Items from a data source
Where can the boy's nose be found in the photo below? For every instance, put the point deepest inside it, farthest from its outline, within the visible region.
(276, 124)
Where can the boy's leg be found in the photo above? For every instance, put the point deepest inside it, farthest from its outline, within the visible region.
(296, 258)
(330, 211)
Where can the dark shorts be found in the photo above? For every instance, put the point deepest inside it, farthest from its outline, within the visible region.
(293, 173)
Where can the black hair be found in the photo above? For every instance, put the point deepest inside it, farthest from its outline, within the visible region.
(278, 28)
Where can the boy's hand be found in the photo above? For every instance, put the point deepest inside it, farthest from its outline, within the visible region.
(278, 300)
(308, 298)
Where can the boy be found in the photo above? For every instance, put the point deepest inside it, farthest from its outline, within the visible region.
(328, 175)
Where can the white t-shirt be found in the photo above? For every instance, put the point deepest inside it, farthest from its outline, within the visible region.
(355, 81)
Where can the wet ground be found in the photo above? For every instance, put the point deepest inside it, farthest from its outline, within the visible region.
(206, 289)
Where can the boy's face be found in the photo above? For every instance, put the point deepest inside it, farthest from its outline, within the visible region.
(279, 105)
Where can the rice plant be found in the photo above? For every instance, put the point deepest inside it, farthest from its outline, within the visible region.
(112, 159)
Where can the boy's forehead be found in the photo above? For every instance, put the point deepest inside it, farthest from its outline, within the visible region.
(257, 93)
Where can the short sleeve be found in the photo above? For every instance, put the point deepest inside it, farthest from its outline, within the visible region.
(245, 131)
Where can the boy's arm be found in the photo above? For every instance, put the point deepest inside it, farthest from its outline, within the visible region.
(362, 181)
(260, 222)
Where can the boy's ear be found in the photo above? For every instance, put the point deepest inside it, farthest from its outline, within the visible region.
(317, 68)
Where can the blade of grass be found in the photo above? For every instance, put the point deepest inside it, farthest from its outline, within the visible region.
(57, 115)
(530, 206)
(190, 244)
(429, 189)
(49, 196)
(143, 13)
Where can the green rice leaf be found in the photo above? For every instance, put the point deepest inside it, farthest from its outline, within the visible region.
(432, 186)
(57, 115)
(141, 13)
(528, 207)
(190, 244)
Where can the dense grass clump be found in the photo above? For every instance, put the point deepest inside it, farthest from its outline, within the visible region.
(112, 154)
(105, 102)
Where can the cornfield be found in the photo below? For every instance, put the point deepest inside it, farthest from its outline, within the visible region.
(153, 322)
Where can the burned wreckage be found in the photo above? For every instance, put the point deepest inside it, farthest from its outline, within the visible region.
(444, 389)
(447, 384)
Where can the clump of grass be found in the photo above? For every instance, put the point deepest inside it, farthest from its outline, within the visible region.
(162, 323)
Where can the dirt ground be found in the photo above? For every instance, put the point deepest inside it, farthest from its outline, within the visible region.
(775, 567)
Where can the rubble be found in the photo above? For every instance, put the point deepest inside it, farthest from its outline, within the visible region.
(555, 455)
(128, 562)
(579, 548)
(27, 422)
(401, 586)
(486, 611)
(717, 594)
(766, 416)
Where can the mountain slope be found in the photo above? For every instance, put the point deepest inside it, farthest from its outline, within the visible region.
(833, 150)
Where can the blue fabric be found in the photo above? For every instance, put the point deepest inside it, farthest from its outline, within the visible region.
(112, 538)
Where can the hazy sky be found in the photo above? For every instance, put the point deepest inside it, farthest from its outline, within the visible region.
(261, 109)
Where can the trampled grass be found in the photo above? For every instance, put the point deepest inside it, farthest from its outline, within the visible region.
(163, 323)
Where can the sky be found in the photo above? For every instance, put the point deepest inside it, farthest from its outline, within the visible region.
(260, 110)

# PROBLEM TO WORK ON
Would you restate the records word for word?

# RESPONSE TO THE EXERCISE
Where can the boy's nose be found in the photo below? For every instance, put the point deepest inside it, farthest from its outline, within the visible region.
(276, 124)
Where can the boy's leg be found in the photo above? For every instance, put the point deepest inside it, farthest from its outline, within the visible region.
(296, 258)
(330, 211)
Where can the dark shorts be found in the photo above? For every instance, put the point deepest inside it, farthest from its outline, within the visible region.
(293, 173)
Where can the black hair be found in the photo above? For every instance, put the point deepest inside it, farthest from its outline, within the visible region.
(278, 28)
Where can the boy's hand be found in the photo above? For every instance, put the point deepest inside it, farthest from its outline, within the visible region.
(278, 300)
(308, 298)
Where can the boy be found in the photo above? For every instance, put the point deepest inside it, farthest from its outline, within the visible region.
(328, 175)
Where can the white t-shirt be found in the photo above? For every instance, put the point deepest inside it, farthest from its outline, within the visible region.
(355, 81)
Where can the wet ground be found in the photo above? For every instance, put the point deepest inside it, farthest from its outline, within the visible region.
(206, 289)
Where can the boy's face be found in the photo above? For every instance, put the point deepest inside it, farthest from its outline, within the visible region.
(279, 105)
Where can the rice plant be found in the photo above? For every instance, put the point deepest inside it, farthest from its outline, within the visible region.
(112, 159)
Where can the boy's forehead be found in the photo above? For every instance, put the point deepest inside it, farthest from its outline, within the visible region.
(257, 93)
Where can the short sleeve be found in the photo above? For every instance, put the point deepest inside it, farthest from its outline, within the visible region.
(245, 131)
Where can the boy's arm be found in the photo above? For every instance, put the point deepest inside it, farthest from its outline, within the visible region.
(362, 181)
(260, 222)
Where can the boy's ear be found in the photo above? For every instance, put the point deepest inside it, farthest from its outline, within the visible region.
(317, 68)
Where can the blade of grass be found in the photo above? For every instance, put the point deepest inside it, farthest from its outline, within the visible region.
(57, 115)
(530, 206)
(190, 244)
(429, 189)
(49, 196)
(143, 13)
Where can the green rice leaf be found in the photo above? For every instance, put the point deepest inside it, farthest from its outline, within the visible region.
(432, 186)
(57, 115)
(141, 13)
(528, 207)
(190, 244)
Where can the dense grass clump be found in the photo above? For every instance, put the point deepest inside it, farthest from its outline, within the visible region.
(112, 154)
(105, 102)
Where can the cornfield be found in the photo below? For every instance, put the point deepest inside it, farthest from its outline, within the visible region.
(153, 322)
Where can the burned wreckage be found in the photo above? For every instance, put the point deepest inside it, farthest from its outline, within the visible region.
(444, 389)
(447, 384)
Where can the clump of grass be found in the photo above? For every instance, put the point deepest inside it, farthest from its outline, within the visible region.
(162, 323)
Where can the dirt ground be found in the photo above? For every instance, put the point deepest inside it, farthest from its outline, within the visible region.
(775, 567)
Where can the rubble be found in the photo above? For every instance, put the point deepest inside it, farthest from its outline, within the visible region.
(555, 455)
(128, 562)
(579, 548)
(27, 422)
(401, 586)
(486, 611)
(717, 594)
(766, 416)
Where can the mountain slope be found in the photo above? For every instance, put the point deepest inside it, farthest from its outline, within the visible region.
(833, 150)
Where can the blue fabric be found in the photo above? For every instance, put the point deepest inside it, farthest from its outline, within the visible region.
(112, 538)
Where can the hazy sky be found in the photo above? For every instance, put the point deepest inside it, farthest from its outline, within the visible region.
(261, 109)
Where can the trampled grass be found in the photo above? For every instance, put the point deepest inside it, farthest from its outline, within the visible region.
(163, 323)
Where can the sky be found in the photo above? For every instance, put the point deepest inside it, farthest from its outline, within the visible region.
(260, 110)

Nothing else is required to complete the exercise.